#### [Your goal]
State how many lines of the records contain the string "cloud", with case taken into account, and give only that number.

#### Data shown

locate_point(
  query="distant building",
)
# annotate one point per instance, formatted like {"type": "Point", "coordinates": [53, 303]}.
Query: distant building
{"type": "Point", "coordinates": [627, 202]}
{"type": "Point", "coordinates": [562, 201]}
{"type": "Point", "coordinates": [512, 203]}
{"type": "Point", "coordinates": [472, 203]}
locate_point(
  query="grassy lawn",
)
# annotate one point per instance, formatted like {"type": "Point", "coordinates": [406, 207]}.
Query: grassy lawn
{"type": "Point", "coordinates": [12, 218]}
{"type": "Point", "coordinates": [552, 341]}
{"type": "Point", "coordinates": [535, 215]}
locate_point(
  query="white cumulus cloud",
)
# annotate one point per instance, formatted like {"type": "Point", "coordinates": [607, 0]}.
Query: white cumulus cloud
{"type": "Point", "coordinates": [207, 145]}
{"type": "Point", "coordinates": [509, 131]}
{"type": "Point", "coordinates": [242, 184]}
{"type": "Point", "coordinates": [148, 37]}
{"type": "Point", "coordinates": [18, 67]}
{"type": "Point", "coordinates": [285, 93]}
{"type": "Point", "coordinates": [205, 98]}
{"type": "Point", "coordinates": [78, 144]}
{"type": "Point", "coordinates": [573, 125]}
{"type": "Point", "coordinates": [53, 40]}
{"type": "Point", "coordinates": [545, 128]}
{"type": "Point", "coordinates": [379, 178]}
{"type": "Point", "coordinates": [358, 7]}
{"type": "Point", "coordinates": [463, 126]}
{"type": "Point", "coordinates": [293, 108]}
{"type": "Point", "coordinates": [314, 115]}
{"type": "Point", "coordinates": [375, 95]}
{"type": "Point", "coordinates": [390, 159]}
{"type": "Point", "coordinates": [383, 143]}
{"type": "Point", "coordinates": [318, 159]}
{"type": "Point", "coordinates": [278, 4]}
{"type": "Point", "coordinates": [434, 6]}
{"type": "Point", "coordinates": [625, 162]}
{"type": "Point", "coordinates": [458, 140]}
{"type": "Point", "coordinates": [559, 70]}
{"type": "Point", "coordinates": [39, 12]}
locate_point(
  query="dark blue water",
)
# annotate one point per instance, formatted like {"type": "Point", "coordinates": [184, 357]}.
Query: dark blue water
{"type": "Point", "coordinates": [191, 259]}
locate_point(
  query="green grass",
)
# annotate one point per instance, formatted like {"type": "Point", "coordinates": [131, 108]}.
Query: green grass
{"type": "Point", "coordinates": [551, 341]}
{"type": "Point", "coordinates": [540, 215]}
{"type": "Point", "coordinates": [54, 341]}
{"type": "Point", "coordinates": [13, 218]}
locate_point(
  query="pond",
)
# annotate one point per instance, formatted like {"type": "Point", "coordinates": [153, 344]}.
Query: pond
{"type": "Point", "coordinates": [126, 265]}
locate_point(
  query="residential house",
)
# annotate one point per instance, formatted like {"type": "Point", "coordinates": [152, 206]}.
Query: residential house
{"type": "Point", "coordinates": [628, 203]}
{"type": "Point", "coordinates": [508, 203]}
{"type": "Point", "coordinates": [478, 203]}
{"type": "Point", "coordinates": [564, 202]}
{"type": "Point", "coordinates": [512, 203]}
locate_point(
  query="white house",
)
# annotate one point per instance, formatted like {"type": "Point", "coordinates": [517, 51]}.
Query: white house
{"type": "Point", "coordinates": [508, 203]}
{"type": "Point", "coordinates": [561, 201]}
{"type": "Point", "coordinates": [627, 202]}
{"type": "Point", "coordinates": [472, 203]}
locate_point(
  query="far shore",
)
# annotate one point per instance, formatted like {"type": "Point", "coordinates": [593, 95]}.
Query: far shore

########
#### Data shown

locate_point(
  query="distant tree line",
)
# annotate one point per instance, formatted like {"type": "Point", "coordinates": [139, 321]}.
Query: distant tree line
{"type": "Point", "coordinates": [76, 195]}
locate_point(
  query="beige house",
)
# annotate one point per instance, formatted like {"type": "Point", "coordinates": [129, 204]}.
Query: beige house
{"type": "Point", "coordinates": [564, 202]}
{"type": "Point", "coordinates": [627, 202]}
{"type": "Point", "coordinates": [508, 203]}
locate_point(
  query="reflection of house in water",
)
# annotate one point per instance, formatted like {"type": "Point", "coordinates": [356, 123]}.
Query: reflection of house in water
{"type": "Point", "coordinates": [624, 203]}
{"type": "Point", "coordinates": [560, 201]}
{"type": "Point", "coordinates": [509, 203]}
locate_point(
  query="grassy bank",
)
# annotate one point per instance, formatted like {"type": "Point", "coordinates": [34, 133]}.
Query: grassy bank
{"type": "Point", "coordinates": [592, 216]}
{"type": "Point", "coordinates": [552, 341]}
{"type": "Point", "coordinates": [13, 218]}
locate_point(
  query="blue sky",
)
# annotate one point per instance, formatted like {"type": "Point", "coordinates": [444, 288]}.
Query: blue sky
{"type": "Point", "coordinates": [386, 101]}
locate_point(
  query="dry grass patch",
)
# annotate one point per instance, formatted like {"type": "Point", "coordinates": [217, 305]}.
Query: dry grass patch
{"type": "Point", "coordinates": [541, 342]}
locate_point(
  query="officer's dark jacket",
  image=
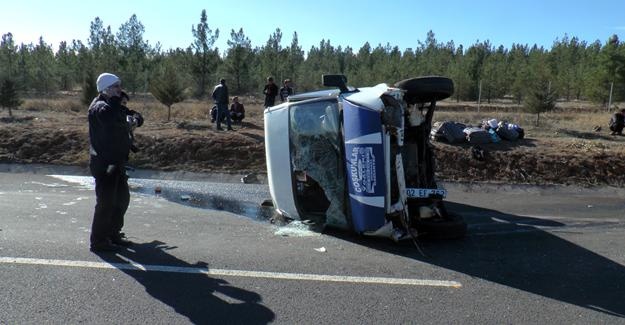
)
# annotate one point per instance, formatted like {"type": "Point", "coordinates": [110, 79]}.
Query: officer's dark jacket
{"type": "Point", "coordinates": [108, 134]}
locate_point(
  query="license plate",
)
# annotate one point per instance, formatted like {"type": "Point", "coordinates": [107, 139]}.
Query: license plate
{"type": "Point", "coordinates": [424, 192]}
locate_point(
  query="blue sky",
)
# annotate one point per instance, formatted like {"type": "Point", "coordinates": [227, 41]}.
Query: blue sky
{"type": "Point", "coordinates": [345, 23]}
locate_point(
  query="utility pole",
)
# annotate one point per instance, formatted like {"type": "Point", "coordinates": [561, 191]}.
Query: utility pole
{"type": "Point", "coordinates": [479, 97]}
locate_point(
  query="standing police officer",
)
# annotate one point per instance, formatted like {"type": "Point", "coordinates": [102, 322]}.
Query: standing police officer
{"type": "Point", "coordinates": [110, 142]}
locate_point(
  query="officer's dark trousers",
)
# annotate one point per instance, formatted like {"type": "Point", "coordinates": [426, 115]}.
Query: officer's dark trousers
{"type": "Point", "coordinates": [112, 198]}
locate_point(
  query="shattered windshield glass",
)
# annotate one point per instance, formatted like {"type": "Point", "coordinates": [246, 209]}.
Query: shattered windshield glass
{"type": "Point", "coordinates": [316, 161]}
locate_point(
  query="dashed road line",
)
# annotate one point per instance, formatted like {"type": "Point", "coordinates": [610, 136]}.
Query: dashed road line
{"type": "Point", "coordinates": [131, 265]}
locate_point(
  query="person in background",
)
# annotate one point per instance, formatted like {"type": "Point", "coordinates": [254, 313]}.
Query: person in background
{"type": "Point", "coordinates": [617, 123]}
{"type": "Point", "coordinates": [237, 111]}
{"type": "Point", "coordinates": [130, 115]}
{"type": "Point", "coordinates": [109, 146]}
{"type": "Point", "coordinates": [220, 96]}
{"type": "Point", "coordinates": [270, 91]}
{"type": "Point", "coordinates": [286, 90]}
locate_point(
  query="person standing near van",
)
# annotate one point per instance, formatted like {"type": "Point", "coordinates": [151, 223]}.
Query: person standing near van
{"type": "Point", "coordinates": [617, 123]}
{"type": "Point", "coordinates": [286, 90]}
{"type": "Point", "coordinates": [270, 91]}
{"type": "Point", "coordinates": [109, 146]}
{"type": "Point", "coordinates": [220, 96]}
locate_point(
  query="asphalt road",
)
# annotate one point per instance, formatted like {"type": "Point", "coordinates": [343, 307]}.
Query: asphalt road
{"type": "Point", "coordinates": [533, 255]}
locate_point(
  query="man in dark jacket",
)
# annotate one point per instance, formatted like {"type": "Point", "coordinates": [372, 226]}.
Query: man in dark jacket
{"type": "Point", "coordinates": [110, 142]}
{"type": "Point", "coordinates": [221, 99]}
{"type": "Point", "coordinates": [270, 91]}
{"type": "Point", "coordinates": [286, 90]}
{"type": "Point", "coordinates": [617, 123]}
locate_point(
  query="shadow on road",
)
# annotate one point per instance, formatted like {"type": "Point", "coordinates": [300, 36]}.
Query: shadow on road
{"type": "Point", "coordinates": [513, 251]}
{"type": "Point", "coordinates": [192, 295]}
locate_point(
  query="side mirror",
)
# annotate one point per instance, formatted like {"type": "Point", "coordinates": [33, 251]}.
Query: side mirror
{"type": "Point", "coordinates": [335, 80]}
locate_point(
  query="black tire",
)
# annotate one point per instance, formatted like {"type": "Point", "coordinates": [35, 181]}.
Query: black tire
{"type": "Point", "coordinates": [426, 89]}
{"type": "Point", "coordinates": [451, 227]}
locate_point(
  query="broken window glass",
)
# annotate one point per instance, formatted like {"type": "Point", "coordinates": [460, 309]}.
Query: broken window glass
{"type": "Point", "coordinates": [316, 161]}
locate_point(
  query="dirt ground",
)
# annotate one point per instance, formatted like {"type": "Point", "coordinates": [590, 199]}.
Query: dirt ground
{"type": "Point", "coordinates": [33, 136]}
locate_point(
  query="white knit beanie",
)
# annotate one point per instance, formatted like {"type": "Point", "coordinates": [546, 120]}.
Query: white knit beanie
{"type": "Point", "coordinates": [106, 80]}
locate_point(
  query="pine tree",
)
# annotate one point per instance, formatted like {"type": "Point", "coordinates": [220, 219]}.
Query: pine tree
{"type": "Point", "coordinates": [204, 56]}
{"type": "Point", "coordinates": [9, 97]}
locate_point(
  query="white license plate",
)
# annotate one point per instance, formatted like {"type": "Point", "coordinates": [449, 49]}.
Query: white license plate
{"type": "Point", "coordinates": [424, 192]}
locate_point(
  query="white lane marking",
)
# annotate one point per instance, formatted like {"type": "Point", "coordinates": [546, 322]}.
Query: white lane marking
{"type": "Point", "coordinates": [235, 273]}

########

#### [Reply]
2